*Exercise objective:* Reproduce exactly the lines below from the one containing "point(620, 276)" through the one containing "point(423, 258)", including both, and nothing else.
┌────────
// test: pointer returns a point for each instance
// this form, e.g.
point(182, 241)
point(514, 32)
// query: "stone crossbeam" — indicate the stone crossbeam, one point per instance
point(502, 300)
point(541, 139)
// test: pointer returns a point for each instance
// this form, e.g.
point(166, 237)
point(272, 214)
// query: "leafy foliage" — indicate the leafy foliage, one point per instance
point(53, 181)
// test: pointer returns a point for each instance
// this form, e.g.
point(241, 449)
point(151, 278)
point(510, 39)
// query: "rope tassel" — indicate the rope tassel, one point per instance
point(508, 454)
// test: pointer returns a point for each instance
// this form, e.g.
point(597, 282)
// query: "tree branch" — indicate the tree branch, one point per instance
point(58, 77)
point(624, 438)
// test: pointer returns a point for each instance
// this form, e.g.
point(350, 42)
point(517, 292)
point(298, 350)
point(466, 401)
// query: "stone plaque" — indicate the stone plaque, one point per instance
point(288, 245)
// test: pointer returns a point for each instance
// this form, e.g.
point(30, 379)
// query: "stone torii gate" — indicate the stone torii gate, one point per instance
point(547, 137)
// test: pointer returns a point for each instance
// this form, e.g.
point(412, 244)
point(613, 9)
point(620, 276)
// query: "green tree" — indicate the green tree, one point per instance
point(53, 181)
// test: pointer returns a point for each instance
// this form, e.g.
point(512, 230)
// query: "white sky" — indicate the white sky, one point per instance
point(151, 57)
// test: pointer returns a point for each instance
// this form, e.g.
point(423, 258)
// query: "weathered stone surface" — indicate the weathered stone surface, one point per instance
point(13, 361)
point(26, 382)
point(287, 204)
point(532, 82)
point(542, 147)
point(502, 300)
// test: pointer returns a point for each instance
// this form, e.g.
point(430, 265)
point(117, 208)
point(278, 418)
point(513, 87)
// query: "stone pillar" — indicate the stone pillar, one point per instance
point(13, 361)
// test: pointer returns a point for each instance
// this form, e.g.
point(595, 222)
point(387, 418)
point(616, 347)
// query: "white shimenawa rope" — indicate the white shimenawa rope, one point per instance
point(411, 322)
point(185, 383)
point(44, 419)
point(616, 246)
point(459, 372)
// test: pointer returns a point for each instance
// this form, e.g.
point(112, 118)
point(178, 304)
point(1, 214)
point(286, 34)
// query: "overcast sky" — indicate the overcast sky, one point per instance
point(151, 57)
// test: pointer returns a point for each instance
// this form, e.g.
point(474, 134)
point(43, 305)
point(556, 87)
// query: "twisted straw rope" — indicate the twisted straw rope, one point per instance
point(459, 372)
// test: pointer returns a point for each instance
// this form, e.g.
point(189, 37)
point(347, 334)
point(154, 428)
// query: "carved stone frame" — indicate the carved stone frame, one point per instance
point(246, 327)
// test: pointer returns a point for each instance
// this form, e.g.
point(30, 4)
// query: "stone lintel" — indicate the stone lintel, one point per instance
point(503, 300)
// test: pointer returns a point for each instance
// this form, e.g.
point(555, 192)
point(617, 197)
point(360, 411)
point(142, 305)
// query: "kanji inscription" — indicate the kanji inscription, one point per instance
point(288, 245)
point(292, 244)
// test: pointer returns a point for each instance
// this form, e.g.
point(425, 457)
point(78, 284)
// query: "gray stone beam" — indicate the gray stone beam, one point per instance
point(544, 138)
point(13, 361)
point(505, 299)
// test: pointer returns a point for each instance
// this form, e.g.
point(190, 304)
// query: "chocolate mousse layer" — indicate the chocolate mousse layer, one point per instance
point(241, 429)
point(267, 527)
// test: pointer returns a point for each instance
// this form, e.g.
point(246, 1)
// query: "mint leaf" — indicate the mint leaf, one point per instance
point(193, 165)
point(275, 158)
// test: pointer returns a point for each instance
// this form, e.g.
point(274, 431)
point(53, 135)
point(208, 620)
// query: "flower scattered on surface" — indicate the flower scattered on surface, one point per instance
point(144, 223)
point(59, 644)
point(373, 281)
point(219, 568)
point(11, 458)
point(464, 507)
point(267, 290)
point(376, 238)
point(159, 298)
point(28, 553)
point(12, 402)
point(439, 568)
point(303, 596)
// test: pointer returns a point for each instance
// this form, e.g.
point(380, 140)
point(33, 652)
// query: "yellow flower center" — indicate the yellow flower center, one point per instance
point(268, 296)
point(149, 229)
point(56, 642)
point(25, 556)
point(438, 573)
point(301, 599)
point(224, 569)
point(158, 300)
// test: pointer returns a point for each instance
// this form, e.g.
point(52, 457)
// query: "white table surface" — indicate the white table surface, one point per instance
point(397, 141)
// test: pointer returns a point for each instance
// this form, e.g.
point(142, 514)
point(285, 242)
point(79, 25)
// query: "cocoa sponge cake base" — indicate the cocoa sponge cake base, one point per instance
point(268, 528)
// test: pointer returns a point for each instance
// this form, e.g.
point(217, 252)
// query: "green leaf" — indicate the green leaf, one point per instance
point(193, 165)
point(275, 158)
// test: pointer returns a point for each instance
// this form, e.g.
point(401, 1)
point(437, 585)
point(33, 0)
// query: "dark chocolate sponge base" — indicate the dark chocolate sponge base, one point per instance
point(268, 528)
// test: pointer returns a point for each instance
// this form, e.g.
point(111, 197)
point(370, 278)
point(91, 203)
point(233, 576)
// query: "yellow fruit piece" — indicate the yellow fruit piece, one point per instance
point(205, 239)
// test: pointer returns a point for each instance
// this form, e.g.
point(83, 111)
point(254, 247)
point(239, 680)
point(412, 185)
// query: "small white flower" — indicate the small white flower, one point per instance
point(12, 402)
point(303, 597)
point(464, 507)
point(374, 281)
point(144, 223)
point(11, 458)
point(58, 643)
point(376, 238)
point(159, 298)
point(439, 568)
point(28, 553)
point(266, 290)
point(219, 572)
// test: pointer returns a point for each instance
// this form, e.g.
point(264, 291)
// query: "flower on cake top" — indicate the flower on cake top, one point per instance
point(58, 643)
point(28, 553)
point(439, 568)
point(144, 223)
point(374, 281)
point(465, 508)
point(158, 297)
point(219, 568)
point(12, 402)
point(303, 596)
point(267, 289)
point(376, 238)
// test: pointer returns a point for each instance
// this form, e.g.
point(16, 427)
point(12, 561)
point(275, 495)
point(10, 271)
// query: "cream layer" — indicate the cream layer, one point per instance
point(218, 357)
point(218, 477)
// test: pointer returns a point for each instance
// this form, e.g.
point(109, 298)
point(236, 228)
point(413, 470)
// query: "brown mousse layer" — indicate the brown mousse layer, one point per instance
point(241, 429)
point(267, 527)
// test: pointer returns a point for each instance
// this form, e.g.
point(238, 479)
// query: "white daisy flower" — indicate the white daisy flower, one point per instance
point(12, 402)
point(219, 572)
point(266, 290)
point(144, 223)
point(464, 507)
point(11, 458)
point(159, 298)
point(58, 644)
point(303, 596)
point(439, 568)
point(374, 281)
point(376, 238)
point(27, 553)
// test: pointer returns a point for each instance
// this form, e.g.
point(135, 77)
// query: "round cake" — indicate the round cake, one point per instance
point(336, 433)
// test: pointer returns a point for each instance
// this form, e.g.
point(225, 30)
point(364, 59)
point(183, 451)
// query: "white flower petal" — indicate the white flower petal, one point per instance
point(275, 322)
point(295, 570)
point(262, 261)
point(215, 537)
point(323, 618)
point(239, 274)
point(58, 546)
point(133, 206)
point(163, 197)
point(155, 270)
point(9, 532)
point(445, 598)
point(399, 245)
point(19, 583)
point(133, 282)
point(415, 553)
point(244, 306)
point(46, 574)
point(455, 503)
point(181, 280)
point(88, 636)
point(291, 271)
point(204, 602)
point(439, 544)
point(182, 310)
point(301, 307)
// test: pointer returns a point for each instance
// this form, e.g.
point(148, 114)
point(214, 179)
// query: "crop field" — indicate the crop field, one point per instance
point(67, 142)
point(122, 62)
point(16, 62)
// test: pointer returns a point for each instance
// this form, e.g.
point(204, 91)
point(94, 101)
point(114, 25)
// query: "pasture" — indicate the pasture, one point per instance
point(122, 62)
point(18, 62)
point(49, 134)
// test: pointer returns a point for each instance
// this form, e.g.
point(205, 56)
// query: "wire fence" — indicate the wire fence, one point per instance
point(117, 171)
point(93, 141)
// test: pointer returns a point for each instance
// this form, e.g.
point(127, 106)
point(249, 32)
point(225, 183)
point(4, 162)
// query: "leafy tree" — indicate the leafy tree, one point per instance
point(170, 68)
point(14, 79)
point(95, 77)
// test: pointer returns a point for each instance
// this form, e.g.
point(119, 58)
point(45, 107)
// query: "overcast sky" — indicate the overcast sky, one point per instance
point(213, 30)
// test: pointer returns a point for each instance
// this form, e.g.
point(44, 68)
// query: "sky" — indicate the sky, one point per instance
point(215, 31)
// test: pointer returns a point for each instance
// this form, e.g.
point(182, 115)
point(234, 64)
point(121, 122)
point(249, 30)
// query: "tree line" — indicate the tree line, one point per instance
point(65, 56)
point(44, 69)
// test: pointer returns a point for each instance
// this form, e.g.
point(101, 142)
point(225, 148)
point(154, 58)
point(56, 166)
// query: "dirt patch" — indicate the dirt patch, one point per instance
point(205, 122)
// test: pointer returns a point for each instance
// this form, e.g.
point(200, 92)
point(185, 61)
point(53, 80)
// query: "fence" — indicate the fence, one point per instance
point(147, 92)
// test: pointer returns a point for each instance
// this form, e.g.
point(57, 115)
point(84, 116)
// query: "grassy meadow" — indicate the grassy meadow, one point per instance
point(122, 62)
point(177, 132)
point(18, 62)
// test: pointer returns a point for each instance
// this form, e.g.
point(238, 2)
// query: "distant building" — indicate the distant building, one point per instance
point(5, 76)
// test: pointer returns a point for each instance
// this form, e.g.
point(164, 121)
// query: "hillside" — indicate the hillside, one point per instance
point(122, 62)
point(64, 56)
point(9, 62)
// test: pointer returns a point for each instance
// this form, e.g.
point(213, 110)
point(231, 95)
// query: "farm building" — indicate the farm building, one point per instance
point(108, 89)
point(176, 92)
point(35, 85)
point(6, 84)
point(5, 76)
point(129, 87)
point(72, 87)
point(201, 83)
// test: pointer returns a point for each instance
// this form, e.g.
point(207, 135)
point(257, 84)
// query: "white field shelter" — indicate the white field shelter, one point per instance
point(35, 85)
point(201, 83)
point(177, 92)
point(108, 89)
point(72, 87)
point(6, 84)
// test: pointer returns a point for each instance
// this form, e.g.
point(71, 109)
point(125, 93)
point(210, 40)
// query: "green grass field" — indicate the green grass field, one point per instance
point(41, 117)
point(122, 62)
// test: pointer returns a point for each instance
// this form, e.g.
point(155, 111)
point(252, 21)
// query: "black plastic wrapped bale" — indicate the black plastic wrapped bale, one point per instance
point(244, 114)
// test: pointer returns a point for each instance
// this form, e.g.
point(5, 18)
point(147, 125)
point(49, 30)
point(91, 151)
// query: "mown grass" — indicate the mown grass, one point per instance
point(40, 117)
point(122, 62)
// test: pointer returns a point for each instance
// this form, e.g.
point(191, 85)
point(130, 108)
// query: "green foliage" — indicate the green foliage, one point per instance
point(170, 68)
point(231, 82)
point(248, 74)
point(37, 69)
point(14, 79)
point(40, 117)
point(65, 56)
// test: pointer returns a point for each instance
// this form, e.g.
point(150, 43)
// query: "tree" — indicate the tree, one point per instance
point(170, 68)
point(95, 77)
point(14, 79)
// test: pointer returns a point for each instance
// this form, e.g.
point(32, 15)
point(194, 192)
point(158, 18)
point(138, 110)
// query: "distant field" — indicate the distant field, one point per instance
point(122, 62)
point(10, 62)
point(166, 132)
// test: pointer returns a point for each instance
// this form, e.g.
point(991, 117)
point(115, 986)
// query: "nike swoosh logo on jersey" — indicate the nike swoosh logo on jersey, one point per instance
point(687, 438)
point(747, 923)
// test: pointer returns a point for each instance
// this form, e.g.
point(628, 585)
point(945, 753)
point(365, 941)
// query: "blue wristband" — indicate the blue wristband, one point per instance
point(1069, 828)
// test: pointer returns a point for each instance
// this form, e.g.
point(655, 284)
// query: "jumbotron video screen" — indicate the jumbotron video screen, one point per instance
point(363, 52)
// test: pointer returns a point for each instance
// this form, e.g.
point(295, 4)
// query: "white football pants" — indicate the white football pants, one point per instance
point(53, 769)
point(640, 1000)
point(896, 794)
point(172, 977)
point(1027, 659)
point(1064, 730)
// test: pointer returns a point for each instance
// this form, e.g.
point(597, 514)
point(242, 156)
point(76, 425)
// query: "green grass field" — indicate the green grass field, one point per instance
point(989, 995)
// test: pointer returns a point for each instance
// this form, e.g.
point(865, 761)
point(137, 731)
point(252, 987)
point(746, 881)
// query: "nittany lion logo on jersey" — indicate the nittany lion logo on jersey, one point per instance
└────────
*Task answer:*
point(620, 276)
// query: "green tree" — indicate the green tree, one point per instance
point(53, 181)
// test: pointer returns a point for each instance
// this form, e.g.
point(512, 230)
// query: "white sky" — indicate the white sky, one point per instance
point(151, 57)
// test: pointer returns a point for each instance
// this form, e.g.
point(423, 258)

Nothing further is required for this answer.